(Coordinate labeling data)
================

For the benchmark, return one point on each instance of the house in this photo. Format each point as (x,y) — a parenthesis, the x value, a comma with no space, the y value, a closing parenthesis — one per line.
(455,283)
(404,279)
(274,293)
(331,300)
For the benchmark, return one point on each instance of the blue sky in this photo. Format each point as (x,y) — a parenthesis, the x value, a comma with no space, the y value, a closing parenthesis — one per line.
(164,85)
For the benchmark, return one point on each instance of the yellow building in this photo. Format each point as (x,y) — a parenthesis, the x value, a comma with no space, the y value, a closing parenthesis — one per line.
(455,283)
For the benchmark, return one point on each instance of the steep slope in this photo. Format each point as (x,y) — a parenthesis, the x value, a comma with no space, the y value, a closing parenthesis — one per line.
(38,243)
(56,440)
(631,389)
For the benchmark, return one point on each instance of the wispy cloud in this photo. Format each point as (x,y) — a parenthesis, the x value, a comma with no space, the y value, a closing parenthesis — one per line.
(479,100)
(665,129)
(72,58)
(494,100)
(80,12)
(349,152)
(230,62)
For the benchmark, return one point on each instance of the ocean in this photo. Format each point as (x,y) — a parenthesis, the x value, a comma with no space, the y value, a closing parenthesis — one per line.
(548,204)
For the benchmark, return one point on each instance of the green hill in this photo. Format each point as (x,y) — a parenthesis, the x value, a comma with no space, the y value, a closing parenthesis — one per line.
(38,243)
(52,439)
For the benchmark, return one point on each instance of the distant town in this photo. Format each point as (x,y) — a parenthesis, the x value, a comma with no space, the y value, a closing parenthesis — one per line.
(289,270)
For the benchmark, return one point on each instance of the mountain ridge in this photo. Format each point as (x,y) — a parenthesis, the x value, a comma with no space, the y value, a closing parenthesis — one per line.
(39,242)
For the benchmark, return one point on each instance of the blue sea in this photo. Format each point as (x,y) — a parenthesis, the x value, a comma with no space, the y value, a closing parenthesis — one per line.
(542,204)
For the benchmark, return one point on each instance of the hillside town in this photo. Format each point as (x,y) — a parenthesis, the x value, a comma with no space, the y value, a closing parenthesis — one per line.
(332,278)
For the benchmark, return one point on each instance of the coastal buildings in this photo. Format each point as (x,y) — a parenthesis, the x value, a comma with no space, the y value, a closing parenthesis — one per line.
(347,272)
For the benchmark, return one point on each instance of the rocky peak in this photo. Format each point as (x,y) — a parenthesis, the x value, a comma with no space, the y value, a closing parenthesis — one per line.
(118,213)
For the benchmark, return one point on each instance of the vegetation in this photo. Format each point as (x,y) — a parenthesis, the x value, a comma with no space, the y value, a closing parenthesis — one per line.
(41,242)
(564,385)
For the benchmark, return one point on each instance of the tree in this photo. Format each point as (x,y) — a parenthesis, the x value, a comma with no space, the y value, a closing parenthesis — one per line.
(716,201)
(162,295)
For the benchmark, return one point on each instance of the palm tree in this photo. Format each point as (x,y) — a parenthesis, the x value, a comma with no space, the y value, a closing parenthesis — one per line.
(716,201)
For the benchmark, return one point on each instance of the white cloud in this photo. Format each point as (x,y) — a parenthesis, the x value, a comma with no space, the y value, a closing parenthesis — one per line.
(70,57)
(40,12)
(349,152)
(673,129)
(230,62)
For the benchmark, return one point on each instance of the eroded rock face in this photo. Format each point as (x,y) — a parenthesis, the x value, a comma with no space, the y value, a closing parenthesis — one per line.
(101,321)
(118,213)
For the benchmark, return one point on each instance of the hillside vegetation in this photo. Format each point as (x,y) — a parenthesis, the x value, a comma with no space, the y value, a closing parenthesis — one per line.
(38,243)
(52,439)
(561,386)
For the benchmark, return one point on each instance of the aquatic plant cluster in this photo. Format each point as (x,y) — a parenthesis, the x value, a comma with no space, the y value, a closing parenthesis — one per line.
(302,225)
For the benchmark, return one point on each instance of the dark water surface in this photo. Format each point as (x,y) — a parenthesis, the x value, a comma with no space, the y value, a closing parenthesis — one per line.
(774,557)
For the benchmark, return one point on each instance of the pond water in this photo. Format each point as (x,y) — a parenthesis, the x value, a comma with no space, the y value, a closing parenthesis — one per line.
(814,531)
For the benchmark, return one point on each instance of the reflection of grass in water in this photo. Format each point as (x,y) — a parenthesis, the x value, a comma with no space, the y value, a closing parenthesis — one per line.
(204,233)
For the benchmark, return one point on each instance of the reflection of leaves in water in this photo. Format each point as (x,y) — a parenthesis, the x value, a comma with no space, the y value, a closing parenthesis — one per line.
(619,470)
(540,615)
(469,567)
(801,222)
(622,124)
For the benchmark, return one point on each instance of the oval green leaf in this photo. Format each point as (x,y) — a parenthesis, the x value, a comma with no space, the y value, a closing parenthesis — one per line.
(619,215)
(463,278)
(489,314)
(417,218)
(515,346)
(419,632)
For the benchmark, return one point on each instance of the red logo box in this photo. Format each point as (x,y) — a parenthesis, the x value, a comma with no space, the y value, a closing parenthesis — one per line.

================

◆ Problem statement ◆
Print out the whole listing exactly as it appears.

◆ Problem solution ◆
For the benchmark, return one point on each instance of the house in this photo. Format each point as (x,y) — a parenthesis, the x value, a comma with no space, the y value, a closing parenthesis — one per line.
(455,283)
(404,279)
(274,293)
(331,300)
For the benchmark, return one point on each instance of the blue sky in this photo. Format each point as (x,y) — a parenthesis, the x value, a comma with no space, the y value, a closing parenthesis — one per line.
(164,85)
For the benchmark, return one point on each instance of the yellow building in this photo. Format each point as (x,y) — a parenthesis, the x value, a comma with no space, the y value, a closing parenthesis — one per line.
(455,283)
For the benchmark, return one point on each instance of the steep slope in this photo. Format each point as (x,y) — a parenthesis, the x value, a comma with no space, the y value, a closing parenthesis — one per line.
(38,243)
(56,440)
(631,389)
For the benchmark, return one point on each instance of the wispy cloud in this photo. Format each point as (x,y) — a parenthesis, the x value, a comma with no space, the y value, a closing parenthesis — one per line.
(479,100)
(665,129)
(72,58)
(494,100)
(80,12)
(349,152)
(230,62)
For the benchmark, return one point on each instance of the ocean in this photo. Format each point as (x,y) — a parenthesis, the x value, a comma with no space, the y value, a closing parenthesis — one per line.
(548,204)
For the benchmark, return one point on each instance of the green hill in this photo. Format each point as (x,y) — a parenthesis, the x value, a comma with no space, the y value, a closing parenthesis — one per line.
(38,243)
(52,439)
For the benchmark, return one point on each instance of the distant town in this photo. Format each point as (x,y) — a parenthesis, the x value, a comma with no space, the y value, a closing parenthesis — one per line.
(289,270)
For the benchmark, return one point on each instance of the mountain ridge in this photo. Format each point as (x,y) — a parenthesis, the x value, a comma with no space, the y value, a closing parenthesis — one per line.
(39,242)
For the benchmark, return one point on each instance of the blue sea in this photo. Format each point as (x,y) — a parenthesis, the x value, a comma with no space, the y value, a closing parenthesis — one per line.
(542,204)
For the benchmark, return one point on each instance of the hillside town in this photo. Format each point as (x,y) — a parenthesis, the x value, a comma with no space, the y value, a closing parenthesis — one per line.
(332,278)
For the benchmark, return one point on each instance of the coastal buildings in this photo. Format each point as (x,y) — a parenthesis, the x value, a comma with no space, the y value, a closing parenthesis — one per line.
(347,272)
For the benchmark, return one point on each instance of the rocky peak in this photo. Format each point as (x,y) — a parenthesis, the x value, a comma with no space, the y value, a closing parenthesis — one per line.
(118,213)
For the benchmark, return one point on each instance of the vegetation in this photo. Format each point as (x,y) — a parenthesis, the x value, a comma with no space, the y value, a closing parenthesis — one per line.
(41,242)
(564,385)
For the benchmark, return one point on each instance of the tree in this photo. Format each point as (x,y) — a parenthesis, the x value, a comma with no space, the y value, a closing parenthesis — one per line.
(716,201)
(162,295)
For the benchmark, return one point on each instance of the palm tree in this photo. Format each point as (x,y) — a parenthesis, the x value, a comma with no space, the y value, a closing parenthesis — one per line.
(716,201)
For the benchmark, return one point on each instance of the white cloud in this photo. Format each point as (x,y) — a parenthesis, the x value, a comma with no space, the y value, a closing parenthesis — one per line.
(70,57)
(40,12)
(349,152)
(673,129)
(230,62)
For the benchmark, return one point on each instance of the eroded rock face in this photo. Format each point as (x,y) — a parenthesis, the x value, a comma with no space, the y value, a closing parenthesis — one per line.
(101,321)
(118,213)
For the benchmark, return one point on each instance of the hillside vegetation in this photo. Format each point as (x,y) — a parenthesis, the x value, a comma with no space, the y value, a closing parenthesis — one per line.
(38,243)
(52,439)
(561,386)
For the benchmark, return one point on each instance of the aquatic plant cluster in this photo. Format each point as (x,y) — a parenthesis, the x value, a comma with no space, the y value, a closing parenthesis — one per line.
(302,225)
For the benchmark, return one point on each instance of the dark water surface in this photo. Format each point as (x,y) — a parenthesis, the x value, a comma with no space, the y value, a closing parenthesis — one per line.
(774,557)
For the benchmark, return one point on each instance of the pond water in this photo. Format each point as (x,y) — a parenthesis, the x value, a comma with no space, the y value, a closing parenthesis — one per line.
(814,531)
For the benchmark, return one point on each instance of the reflection of grass in water in this photo. Format each point as (x,y) — a parenthesis, the x value, a comma with no space, the y value, a closing parenthesis — one per line.
(204,233)
For the benchmark, return one point on each instance of the reflection of leaves in water in this photo. Format each point as (x,y) — a parenthesis, the x value, a comma with no space, the y value, a closing parenthesis — one per line.
(619,470)
(540,615)
(469,567)
(801,222)
(622,124)
For the benchmark, return one point on each instance of the oval green leaf in this photo. Format each point as (x,y) — a parenthesis, the x value, a comma with no space, the y value, a closing parenthesis — one per line.
(619,215)
(463,278)
(489,314)
(417,218)
(515,346)
(419,632)
For the benchmark, return one point on each instance of the red logo box in this photo. Format each point as (x,y) — a parenthesis, the x value, a comma with no space, the y value, a closing parenthesis — one per line.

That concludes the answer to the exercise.